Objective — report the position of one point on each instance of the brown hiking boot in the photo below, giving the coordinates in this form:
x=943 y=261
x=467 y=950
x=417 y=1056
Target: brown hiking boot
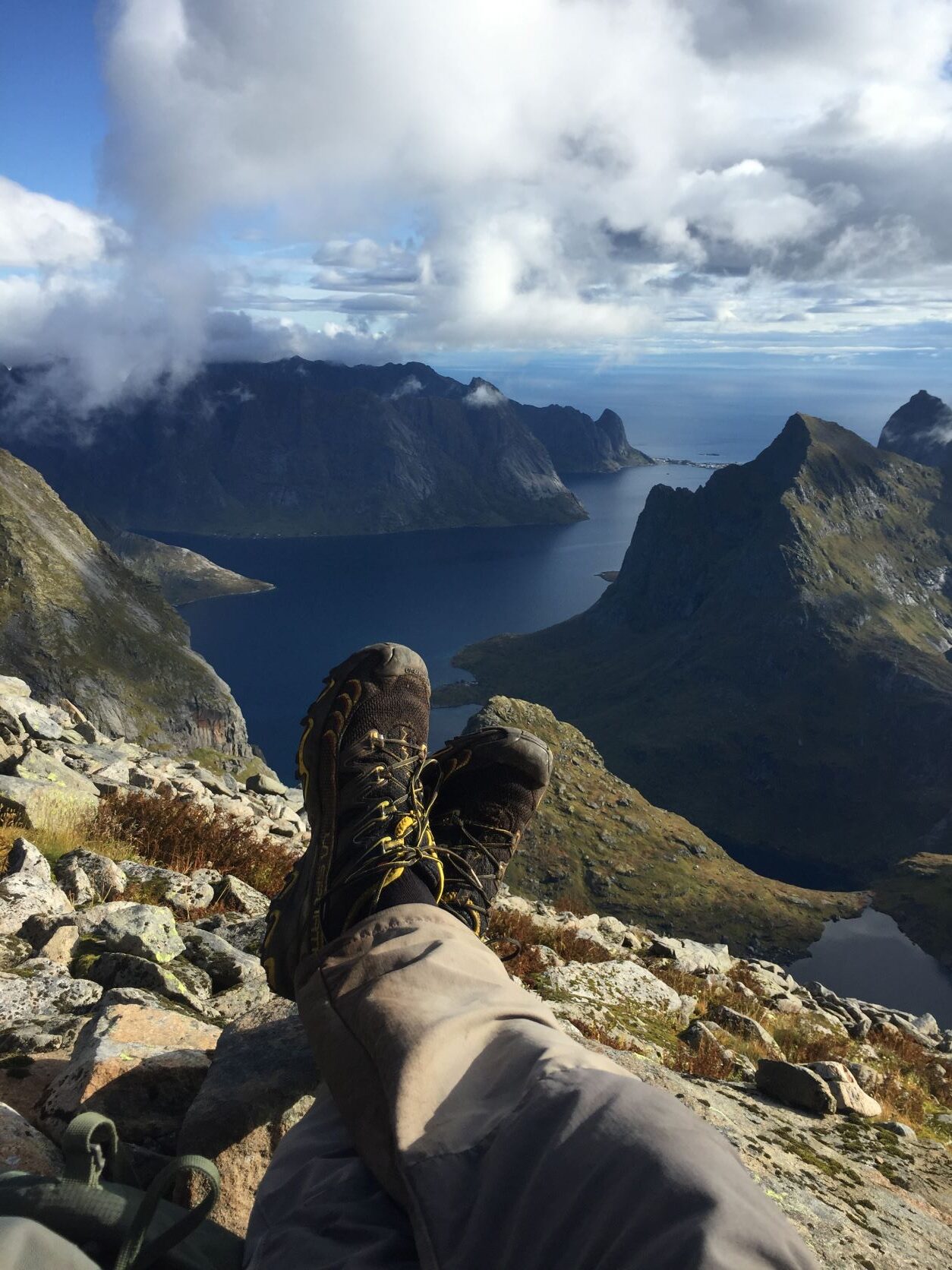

● **What you need to do**:
To complete this exercise, repeat exactly the lines above from the one holding "x=943 y=261" to the end of the listing, both included, and leave the pictures out.

● **Solution to this exercise**:
x=943 y=261
x=467 y=950
x=417 y=1056
Target: brown hiking boot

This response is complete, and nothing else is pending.